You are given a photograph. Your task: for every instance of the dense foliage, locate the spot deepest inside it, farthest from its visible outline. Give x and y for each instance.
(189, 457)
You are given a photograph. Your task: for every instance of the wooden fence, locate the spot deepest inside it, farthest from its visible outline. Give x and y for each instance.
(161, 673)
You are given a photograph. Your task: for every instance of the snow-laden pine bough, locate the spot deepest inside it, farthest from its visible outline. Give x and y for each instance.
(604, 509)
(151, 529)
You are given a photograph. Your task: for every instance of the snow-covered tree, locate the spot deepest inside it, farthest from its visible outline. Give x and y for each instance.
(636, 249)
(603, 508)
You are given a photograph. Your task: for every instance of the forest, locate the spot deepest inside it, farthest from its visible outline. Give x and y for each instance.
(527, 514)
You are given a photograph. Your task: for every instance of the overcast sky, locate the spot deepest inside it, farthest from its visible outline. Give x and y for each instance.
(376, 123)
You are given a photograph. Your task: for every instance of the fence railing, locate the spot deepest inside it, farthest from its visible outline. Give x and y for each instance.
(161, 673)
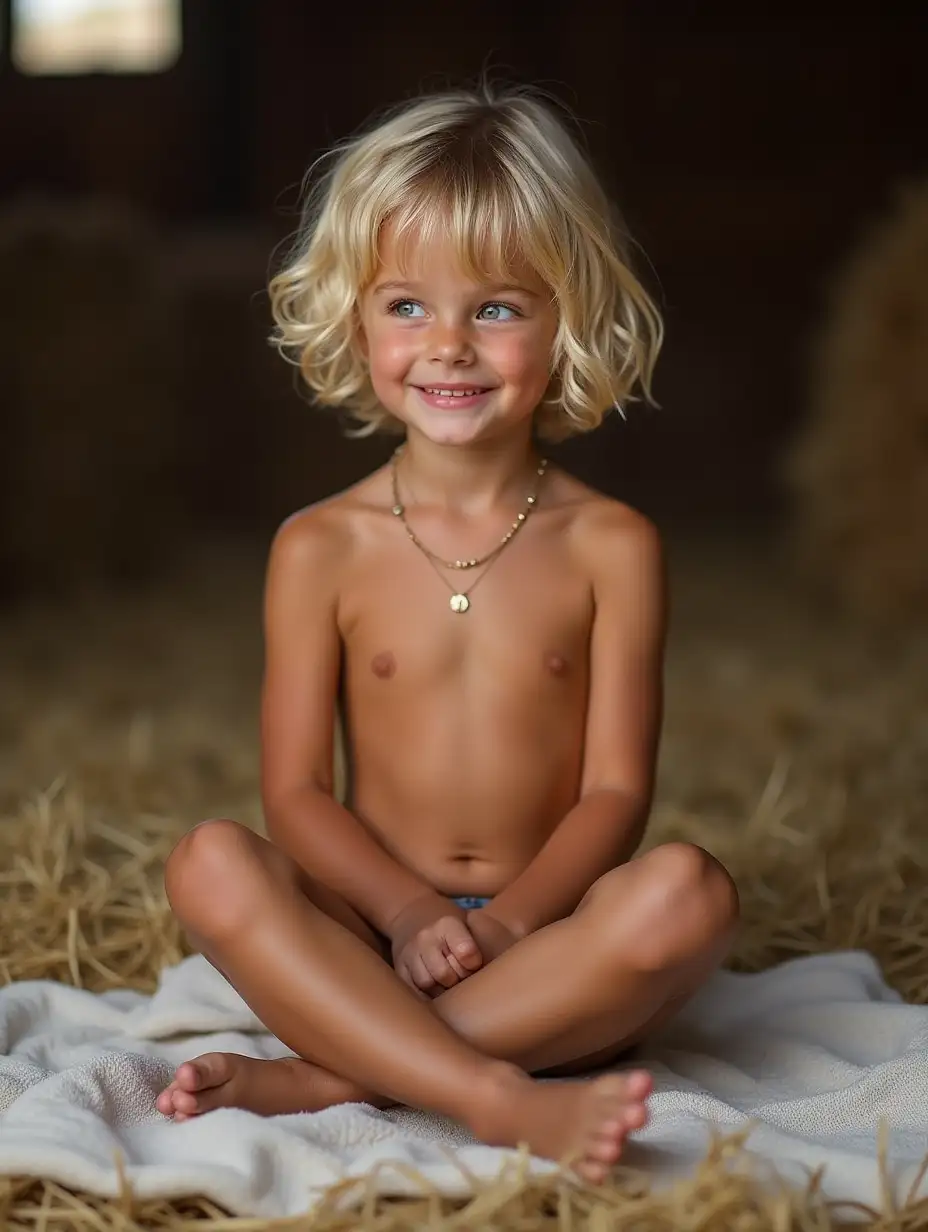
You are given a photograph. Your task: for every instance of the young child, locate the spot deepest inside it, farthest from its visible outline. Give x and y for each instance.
(471, 918)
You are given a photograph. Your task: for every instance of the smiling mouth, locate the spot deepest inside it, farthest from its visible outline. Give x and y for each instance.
(441, 392)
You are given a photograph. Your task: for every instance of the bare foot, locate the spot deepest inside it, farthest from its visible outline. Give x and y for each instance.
(226, 1079)
(582, 1125)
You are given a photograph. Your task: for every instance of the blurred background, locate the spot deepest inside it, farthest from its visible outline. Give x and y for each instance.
(772, 162)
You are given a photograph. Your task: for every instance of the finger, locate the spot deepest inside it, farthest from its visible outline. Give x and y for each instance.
(420, 973)
(438, 965)
(460, 941)
(456, 966)
(407, 977)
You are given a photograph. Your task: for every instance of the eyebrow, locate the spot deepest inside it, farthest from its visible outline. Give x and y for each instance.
(497, 290)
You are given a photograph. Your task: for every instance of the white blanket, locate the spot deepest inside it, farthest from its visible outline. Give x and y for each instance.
(817, 1051)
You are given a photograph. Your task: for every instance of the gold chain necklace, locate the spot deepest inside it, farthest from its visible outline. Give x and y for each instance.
(460, 601)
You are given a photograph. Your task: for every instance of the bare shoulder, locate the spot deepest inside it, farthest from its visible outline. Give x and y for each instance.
(609, 536)
(316, 540)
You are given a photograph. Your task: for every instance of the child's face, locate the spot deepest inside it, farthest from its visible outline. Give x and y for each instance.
(429, 328)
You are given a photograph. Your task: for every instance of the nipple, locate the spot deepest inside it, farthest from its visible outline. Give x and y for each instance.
(383, 664)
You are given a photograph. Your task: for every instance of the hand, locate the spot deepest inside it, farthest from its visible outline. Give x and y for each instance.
(492, 935)
(433, 945)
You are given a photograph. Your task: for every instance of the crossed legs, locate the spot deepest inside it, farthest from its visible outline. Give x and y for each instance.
(566, 998)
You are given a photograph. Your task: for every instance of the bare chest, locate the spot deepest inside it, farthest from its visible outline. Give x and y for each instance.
(520, 625)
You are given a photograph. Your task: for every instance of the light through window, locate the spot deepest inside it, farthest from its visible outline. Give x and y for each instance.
(95, 36)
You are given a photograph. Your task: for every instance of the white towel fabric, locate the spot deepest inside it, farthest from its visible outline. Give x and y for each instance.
(816, 1051)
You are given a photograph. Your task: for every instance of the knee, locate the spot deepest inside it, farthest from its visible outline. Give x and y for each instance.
(680, 906)
(201, 871)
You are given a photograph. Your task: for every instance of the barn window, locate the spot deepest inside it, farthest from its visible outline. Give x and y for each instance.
(57, 37)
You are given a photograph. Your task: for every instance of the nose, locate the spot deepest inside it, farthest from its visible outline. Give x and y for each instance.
(450, 343)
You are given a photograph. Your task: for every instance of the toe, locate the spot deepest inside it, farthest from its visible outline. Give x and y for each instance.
(639, 1084)
(186, 1103)
(207, 1071)
(605, 1147)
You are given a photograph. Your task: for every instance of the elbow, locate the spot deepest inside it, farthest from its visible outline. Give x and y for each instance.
(286, 806)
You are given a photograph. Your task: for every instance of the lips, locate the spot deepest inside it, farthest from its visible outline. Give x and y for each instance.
(454, 391)
(454, 397)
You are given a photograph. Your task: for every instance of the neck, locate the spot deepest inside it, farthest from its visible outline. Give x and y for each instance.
(467, 479)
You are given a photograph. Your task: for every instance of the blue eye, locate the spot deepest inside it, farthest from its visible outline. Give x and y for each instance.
(494, 312)
(399, 308)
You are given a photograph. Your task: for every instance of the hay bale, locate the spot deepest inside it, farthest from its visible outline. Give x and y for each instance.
(859, 471)
(86, 368)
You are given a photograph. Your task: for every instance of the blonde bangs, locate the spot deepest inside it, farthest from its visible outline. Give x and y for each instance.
(504, 182)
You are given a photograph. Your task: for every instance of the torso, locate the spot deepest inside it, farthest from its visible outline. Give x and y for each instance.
(465, 731)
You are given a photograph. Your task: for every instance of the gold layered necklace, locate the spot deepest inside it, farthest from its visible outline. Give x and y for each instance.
(460, 599)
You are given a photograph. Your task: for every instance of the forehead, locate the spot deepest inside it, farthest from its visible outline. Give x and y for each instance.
(435, 254)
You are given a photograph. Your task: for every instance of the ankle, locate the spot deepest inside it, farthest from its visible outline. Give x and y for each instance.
(493, 1097)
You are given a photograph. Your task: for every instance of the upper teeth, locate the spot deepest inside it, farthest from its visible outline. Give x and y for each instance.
(452, 393)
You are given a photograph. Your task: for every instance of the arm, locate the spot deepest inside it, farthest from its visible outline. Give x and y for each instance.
(302, 662)
(622, 726)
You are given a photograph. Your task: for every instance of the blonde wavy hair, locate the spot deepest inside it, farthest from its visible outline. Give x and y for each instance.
(502, 175)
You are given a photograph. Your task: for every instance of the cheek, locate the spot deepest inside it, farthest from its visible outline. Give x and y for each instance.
(390, 354)
(524, 359)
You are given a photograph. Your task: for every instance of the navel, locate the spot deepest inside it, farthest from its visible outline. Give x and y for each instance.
(556, 664)
(383, 665)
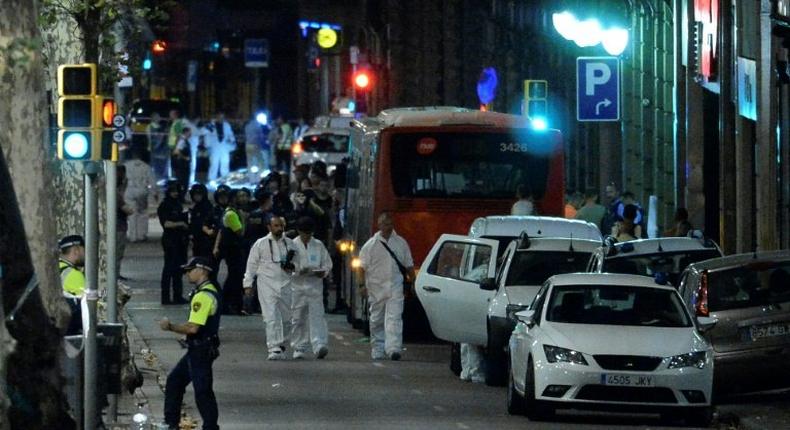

☆ ☆ ☆

> Task brief:
Without the images, write out each line of the data verbatim.

> Answer to the exercise:
You are given a photograph. Your task: for every instance of the dense foliage, locate the spot deepest inside it, farthest from its visible outline. Give x and y for each instance.
(189, 457)
You are given a photograph. Your task: for every instance of the wooden fence, locate the spot deepest inside it, farthest from its visible outline. Give x and y for each instance.
(161, 673)
You are given a photograph. Your task: for every instance of the snow-laden pine bough, locate the spot deepest inside it, farthest from its visible outline. Give x and y for each instance.
(604, 509)
(151, 529)
You are given a photograph. Your task: for every instance of the snow-covered tree, locate the spot deepest inside it, farthest from its visible outline. Give x and y for each instance.
(636, 249)
(603, 508)
You are given a photograph. Your task: for every instance of the forest, locate the spot deepest inside it, farthest from its visible outline. Give x and y for each instance.
(527, 514)
You are given a photograph. Your task: for every instance of the overcast sky, locate the spot deepest inside it, farthest from its visible outline. Give x and y for each instance.
(376, 123)
You are given a photograph. Your task: for every instance of the fence railing, locate the spot deepest inside it, farthest from its visible outline. Give x and y for each instance.
(161, 673)
You are given a photograph. Your task: for every instance of the young child, locate the spot deepest inside it, farthest from its visible outline. Give x and y for each instance.
(471, 918)
You are given a photograph. Your task: for every instance of the smiling mouth, locate the spot deepest inside it, farthest from its visible outline. Give x and y for each instance.
(441, 392)
You are given a photograph. Your task: for every instance of the bare foot, locate the spot deepest inside it, farthest from its visible outline. Give x and y for each instance.
(226, 1079)
(582, 1125)
You are given a photograph. Your task: for every instance of the blurred background, locate the spot deepest inside it, farthest from its visible outline. Give x and y for each instance.
(772, 162)
You are given a photograph. Your task: for every instance of the finger, locate the spot deepest inside it, farthest from its visible outline. Give x and y for each instance.
(420, 973)
(438, 965)
(460, 941)
(456, 966)
(407, 977)
You are given a photograph. Your task: for every instance of the eyebrow, locate the spot deepest inside it, farthest from its visible outline. Give x and y for each instance.
(497, 290)
You are given a photograph. Your task: for every instance of the white blanket, locate the spot deepest inside it, farthest from its visible outline. Give x and y for each instance.
(817, 1051)
You are given a photograph. Your task: for every instance of the gold chain necklace, locate the spot deepest inside it, farthest from its visible outline. Give x and y for each instance.
(460, 601)
You are given a photograph. Your task: for every instance of the bare shoulder, locate the spot deepest inside it, farthest from its visible outline. Give x and y for each instance.
(609, 536)
(316, 540)
You are given a photograph. Your task: for every instance of the child's face, locate the spot deepest inside it, farthest from its visible outline. Give x and y for each instance.
(429, 328)
You are given a photograph. Your task: for every instance of the nipple, locate the spot deepest inside it, farthest from its visible outline. Give x and y for each instance.
(383, 664)
You are given a photograph. Your task: for every instance of the hand, locate the spot deepest inside it, farthest from its visible outline. Give x and y for each instance.
(492, 935)
(433, 945)
You are given a photograph. Your task: for every instance of the crossed legs, locate the spot deepest inside it, farthest from its visible outline. Give x and y for each instance.
(566, 998)
You are given a photograph. Your task: for every instance of the bare chest, locate the spot deepest inside it, farthest from its visible outline. Give x and y for each instance.
(520, 625)
You are given a photograph. Your task: for every instance of the light through window, locate the spot deepest inside it, farthest from its visible outline. Give x and y for each instance.
(95, 36)
You are given a photograph. Your task: for every instance of the white towel fabric, locate the spot deepest inside it, farthest from its visible outline. Give x and y for each instance.
(816, 1051)
You are given a photograph. Your task: for every instance of the knee, locate the spot deepest inside it, farthest from its visible outline. Give x and y for each instance.
(680, 906)
(201, 871)
You are given a photograph. Your task: for every instance of the barn window, locate the spot deepest inside it, farthest from its visible outline. Give x and y for each instance.
(57, 37)
You are given a photograph. Your task: for every instance of the nose, locate the spot deepest inside it, farthest from its visible outline. Give x and y for each instance.
(450, 343)
You are given a photograph. Your task: for every instance of the toe, locate the spot deepest inside it, farthest from its visible outline. Give x and y for each instance.
(639, 1084)
(186, 1103)
(207, 1071)
(605, 1147)
You are given a photograph. Your task: for every instance of the elbow, locate the spot deepest inside it, farthest from its visible outline. Give x and y for each instance.
(286, 806)
You are given a photograph. Your task: for every instance of the lips, locate the spot deepest inside it, farthest from its visible outline. Give x and y for each instance.
(454, 391)
(454, 397)
You are given a photograph. Your task: for every instance of the neck, locate the spot deepest inside it, farthest from its visible outline. Give x and y for each instance.
(467, 479)
You are given a photograph. Your task: for every instance of the blue eye, locate the spot deepest inside it, farthest from its visible outline. Give x and y for each instance.
(494, 312)
(399, 308)
You are given a photograph. Your task: for every instance of the hay bale, locate the spot deepest inside it, farthest from its visible outline. Give x and y for each instance.
(859, 471)
(86, 368)
You are given a photograph. Your task: for every instance of the blonde bangs, locate the spot deepest inside it, farthest from its visible outline. Give x and y for each instance.
(504, 182)
You are given a photograph. Your task: for every instance of the torso, locate the spot deepest inside it, farthest from its visible outline. Give x and y for each instance.
(465, 731)
You are given a photograph. Your task: for every instance of the gold layered necklace, locate the spot deepest inside it, farthest from its visible outline. Give x and y for each instance.
(460, 599)
You are given a photograph. Your task: for every instance of the forehead, locate the spot deepest inside it, farthest from its visible outline. Give x and y for each instance.
(435, 254)
You are given a photograph. Your task: for every instance of the ankle, locate the spot deepest inside it, farthest from its visible outline. Give x and y for each instance.
(493, 1097)
You are given a photograph. Your task: for every instance of the upper teeth, locate the spot deepest inside it, farthest from its visible outline. Give x and y for each instance.
(452, 393)
You are given a photograph. Your task: for every instance of the arm, locate the spot deepest inside it, farthest from its visible outline. Give x and y for each instance.
(302, 662)
(622, 726)
You are given a photograph. Your task: for every instance of the blonde wavy hair, locate the spot deepest inside it, farthest from its visible outline. Give x and y for each instance.
(502, 175)
You are given a photograph. Your task: for every instance of the cheek, locate the spot deepest inside it, farthest from its visible outline. Give x and y for each instance.
(390, 354)
(524, 359)
You are given a photograph. Your task: for every instance of the navel, locate the spot deepest inside it, farthest from its visible outline. Give x and y for each instance.
(556, 664)
(383, 665)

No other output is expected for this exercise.